- _FRAGMENT TEKSTU_
Nasza Loteria SR - pasek na kartach artykułów

Przemysław Osuchowski: W świętokrzyskim robią najlepsze nalewki na świecie. Może znajdę tu drugą połówkę

Iwona ROJEK
Przemysław Osuchowski, podróżnik, autor książki o Zbigniewie Relidze, był  korespondentem wojennym w Afganistanie, wielkim sentymentem  darzy Ziemię Świętokrzyską.
Przemysław Osuchowski, podróżnik, autor książki o Zbigniewie Relidze, był korespondentem wojennym w Afganistanie, wielkim sentymentem darzy Ziemię Świętokrzyską. Iowna Rojek
O miłości do kobiet, propagowaniu szlachetnych alkoholi i dziennikarskich pasjach przy dobrej kawie rozmawiamy z Przemysławem Osuchowskim, dziennikarzem, korespondentem wojennym, podróżnikiem, fotografikiem.

Pana życie zawodowe i osobiste jest pełne perypetii, jest Pan nim teraz zafascynowany czy bardziej rozczarowany?

To prawda, że ciągle gdzieś gnając wykonywałem już wiele zawodów, poznałem dość dobrze 90 państw, zawiodłem też już dwie i pół żony, więc czuję się jakbym przeżył 10 razy więcej niż inny człowiek w podobnym wieku. Ale życie nadal kocham i uważam, że dostaję od niego o wiele więcej, niż zasługuję.

Zaraz po studiach napisał Pan książkę o profesorze Zbigniewie Relidze zatytułowaną "Gra o życie", dlaczego się pan tego podjął?

Polecono mnie do tej roli. Wtedy odbył się pierwszy w Polsce udany przeszczep serca, rzecz chyba warta opowieści. Książkę pisałem w bardzo krótkim czasie, w ciągu kilku miesięcy, z czego większość spędziłem na sali operacyjnej. Muszę przyznać, że sam profesor i to co robił wywarło na mnie tak ogromne wrażenie, że myślałem nawet o rzuceniu dziennikarstwa i pójściu na medycynę.
Jakim człowiekiem był Religa?

- _FRAGMENTY ZBIORU DANYCH_
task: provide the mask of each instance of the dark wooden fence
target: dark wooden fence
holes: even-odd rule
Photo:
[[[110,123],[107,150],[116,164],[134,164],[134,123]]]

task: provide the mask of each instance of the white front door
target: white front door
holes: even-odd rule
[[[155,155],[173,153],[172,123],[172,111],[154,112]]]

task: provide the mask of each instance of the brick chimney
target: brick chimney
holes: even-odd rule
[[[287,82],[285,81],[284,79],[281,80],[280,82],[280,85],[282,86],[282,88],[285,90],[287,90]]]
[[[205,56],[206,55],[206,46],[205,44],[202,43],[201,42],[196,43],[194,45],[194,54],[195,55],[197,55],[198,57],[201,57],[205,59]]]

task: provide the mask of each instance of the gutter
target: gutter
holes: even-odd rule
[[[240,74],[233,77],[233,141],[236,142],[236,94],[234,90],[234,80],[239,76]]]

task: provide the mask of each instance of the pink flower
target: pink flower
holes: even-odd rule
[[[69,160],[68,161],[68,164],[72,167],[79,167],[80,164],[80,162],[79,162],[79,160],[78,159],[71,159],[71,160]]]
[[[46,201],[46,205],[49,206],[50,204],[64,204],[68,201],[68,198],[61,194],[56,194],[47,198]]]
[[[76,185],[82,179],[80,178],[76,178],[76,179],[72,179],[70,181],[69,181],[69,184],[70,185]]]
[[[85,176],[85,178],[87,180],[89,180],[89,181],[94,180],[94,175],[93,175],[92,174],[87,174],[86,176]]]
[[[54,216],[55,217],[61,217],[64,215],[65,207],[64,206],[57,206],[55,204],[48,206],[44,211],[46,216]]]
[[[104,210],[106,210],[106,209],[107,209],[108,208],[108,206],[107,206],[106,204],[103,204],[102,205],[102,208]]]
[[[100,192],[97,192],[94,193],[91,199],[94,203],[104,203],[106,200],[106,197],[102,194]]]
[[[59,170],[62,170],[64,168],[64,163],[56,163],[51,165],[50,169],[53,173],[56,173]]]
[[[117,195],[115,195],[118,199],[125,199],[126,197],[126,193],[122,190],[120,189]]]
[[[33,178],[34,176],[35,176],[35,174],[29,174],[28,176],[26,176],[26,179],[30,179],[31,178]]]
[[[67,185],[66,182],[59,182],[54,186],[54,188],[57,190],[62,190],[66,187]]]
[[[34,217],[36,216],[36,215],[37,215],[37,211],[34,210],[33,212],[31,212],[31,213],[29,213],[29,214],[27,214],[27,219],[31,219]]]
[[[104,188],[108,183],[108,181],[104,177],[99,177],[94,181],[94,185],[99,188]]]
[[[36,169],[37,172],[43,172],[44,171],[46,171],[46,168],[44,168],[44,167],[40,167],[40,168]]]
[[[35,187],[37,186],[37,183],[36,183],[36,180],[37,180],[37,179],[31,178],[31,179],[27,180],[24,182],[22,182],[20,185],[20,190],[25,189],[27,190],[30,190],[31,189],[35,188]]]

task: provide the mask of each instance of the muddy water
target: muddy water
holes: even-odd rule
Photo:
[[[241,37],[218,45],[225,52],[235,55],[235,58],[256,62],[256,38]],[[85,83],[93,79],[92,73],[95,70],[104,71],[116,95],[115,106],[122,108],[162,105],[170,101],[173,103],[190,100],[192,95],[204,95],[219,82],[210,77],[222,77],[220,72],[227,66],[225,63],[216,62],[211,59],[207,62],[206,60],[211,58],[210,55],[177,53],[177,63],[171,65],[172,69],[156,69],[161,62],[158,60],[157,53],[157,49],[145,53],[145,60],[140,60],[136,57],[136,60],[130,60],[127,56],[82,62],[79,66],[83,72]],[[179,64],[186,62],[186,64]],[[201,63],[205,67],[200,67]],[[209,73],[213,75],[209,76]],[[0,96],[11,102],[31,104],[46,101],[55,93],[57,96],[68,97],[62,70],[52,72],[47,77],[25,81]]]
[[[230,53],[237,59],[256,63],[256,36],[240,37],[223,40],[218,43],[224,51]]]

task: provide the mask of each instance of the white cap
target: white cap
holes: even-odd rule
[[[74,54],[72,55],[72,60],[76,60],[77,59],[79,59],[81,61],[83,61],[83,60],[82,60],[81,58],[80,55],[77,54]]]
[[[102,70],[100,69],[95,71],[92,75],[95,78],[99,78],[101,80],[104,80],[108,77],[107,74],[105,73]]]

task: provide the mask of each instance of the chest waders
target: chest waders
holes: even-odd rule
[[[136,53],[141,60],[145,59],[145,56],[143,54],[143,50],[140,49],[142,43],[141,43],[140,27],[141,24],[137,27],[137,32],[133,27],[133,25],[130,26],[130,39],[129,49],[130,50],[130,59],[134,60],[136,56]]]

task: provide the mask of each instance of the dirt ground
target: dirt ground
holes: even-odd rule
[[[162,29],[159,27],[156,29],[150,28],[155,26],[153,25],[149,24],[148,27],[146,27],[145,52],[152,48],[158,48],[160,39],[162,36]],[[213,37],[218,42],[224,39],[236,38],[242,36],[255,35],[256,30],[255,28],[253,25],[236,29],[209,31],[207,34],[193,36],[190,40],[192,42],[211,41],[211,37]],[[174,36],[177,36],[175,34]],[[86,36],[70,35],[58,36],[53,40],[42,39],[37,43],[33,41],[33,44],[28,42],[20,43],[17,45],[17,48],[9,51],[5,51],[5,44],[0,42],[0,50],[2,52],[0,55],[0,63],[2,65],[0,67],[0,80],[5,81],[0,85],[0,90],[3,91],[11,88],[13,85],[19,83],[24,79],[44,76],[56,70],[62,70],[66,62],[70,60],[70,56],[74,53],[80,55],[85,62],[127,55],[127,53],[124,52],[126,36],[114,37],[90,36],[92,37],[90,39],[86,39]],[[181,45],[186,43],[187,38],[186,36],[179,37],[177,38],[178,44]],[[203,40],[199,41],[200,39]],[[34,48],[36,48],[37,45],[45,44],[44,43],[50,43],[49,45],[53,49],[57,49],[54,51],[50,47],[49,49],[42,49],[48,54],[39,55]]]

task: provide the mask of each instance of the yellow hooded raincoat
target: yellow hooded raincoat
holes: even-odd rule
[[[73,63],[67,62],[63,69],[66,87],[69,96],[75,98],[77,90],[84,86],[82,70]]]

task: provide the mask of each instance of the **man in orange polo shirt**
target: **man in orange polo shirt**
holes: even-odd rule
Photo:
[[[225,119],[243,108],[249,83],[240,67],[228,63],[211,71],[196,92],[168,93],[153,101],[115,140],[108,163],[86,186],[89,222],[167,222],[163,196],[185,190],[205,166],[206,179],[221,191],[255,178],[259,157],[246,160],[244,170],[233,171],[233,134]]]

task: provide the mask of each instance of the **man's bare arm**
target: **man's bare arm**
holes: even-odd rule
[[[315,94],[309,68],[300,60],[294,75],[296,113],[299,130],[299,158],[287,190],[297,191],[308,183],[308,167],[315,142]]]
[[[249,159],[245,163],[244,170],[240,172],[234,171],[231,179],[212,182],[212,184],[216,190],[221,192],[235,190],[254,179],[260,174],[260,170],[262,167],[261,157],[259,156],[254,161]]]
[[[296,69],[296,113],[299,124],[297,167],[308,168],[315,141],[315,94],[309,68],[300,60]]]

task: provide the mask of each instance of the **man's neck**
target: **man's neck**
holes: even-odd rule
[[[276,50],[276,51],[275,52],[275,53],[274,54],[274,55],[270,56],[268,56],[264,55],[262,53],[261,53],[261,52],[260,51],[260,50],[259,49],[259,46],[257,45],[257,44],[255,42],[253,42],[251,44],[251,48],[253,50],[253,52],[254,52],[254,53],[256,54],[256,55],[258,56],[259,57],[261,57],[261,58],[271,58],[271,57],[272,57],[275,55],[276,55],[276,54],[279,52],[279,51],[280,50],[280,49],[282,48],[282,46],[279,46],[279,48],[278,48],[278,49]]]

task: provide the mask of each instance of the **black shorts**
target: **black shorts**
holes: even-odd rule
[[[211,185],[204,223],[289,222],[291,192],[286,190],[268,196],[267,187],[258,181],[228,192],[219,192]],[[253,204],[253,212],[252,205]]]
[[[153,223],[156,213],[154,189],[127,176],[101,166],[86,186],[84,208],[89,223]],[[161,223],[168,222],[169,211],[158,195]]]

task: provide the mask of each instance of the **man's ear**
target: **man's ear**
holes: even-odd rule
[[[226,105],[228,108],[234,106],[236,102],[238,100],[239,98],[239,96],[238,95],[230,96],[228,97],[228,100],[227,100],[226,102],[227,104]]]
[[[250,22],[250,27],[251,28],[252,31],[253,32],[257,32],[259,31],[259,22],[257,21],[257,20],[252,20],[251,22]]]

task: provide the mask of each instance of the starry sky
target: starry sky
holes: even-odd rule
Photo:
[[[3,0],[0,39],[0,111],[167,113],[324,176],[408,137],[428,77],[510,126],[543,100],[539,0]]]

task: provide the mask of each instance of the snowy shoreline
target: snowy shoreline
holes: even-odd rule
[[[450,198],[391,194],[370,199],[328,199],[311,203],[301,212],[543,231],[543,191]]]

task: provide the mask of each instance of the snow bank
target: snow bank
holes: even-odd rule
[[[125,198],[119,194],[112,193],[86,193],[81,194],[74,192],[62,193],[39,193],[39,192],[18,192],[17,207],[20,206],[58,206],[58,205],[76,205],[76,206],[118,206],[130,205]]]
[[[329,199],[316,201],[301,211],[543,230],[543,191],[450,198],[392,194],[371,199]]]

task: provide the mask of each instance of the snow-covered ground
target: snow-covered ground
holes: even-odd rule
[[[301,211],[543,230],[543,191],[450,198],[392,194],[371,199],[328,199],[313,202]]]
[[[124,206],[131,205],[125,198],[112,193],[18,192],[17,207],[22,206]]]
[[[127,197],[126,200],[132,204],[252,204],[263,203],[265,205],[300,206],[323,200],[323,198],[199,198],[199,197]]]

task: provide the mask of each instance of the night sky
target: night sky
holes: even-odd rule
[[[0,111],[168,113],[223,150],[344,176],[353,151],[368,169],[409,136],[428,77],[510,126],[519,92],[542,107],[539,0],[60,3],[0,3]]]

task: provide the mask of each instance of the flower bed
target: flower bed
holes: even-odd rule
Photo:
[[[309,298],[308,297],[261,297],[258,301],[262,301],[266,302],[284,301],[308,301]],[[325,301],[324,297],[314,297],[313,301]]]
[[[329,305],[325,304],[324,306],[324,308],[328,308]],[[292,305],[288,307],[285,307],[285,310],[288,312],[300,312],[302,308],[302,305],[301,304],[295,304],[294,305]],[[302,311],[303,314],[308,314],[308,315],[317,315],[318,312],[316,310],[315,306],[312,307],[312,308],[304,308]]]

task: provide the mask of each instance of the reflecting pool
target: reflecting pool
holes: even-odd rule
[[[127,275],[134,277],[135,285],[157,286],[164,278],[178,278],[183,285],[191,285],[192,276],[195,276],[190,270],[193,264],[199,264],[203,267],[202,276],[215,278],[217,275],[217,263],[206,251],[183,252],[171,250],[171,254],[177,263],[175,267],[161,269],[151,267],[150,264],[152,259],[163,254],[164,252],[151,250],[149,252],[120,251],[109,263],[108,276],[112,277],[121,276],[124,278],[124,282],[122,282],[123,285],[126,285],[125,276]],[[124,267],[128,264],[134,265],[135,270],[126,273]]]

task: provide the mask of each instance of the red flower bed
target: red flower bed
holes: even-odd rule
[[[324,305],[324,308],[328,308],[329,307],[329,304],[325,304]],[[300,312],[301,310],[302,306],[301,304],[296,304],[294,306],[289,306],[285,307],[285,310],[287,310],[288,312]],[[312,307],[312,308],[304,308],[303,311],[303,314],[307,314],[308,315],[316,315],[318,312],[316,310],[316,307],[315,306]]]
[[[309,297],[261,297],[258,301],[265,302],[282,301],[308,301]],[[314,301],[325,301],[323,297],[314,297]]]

- _POLECENIE_
Przepisz bez zmian fragment wywiadu z Przemysławem Osuchowskim od słów „Pana życie zawodowe” aż do słów „pan tego podjął?” włącznie.

- _POPRAWNA ODPOWIEDŹ_
Pana życie zawodowe i osobiste jest pełne perypetii, jest Pan nim teraz zafascynowany czy bardziej rozczarowany?

To prawda, że ciągle gdzieś gnając wykonywałem już wiele zawodów, poznałem dość dobrze 90 państw, zawiodłem też już dwie i pół żony, więc czuję się jakbym przeżył 10 razy więcej niż inny człowiek w podobnym wieku. Ale życie nadal kocham i uważam, że dostaję od niego o wiele więcej, niż zasługuję.

Zaraz po studiach napisał Pan książkę o profesorze Zbigniewie Relidze zatytułowaną "Gra o życie", dlaczego się pan tego podjął?